» **Data to use**:
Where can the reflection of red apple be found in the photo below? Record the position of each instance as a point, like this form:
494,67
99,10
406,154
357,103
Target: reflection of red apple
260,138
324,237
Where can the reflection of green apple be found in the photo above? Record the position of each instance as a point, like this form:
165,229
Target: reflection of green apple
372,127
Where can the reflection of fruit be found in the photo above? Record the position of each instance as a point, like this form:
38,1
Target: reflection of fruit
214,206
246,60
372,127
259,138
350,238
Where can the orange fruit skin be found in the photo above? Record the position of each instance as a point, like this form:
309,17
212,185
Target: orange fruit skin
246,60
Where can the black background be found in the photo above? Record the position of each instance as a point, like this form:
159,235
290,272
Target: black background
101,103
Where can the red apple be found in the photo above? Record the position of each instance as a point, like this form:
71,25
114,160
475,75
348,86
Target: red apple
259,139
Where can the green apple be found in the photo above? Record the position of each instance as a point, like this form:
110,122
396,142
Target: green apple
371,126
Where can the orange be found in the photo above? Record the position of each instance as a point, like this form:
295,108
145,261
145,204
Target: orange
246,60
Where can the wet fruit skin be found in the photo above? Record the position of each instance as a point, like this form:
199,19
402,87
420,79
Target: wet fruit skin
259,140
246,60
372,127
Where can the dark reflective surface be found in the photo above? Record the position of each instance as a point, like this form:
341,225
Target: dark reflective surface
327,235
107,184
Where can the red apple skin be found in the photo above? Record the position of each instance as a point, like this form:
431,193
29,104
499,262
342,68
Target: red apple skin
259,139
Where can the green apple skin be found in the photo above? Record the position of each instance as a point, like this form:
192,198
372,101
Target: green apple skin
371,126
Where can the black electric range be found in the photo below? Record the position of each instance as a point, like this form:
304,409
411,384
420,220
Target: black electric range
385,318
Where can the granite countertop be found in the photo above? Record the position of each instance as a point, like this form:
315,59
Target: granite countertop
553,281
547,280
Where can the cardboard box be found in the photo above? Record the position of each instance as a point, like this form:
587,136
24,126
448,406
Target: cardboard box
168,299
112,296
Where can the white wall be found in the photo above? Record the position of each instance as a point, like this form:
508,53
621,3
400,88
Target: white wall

» **Brief**: Exactly and only the lines from the one containing "Where can the green apple skin" through the end of the material are to be reproduced, both ends included.

» **Output for this task**:
Where can the green apple skin be found in the photo above? Record the position of each instance as a point, like this form:
192,198
372,101
Target: green apple skin
371,126
Where can the black electric range be found in the photo below? Record the position of each instance as a point, like this form:
304,409
411,384
420,220
Target: black electric range
385,318
Where can the granite countertop be found in the photo above? Record the position of each instance as a point, like this form:
315,59
Target: granite countertop
553,281
547,280
Where can the cardboard box be found in the photo above? Record the position of each instance as a point, like this form:
587,136
24,126
448,406
Target: cardboard box
168,299
112,296
Where can the white wall be found in the photo above? Record the position of each instance as a point, like this form:
508,53
621,3
400,88
Target: white wall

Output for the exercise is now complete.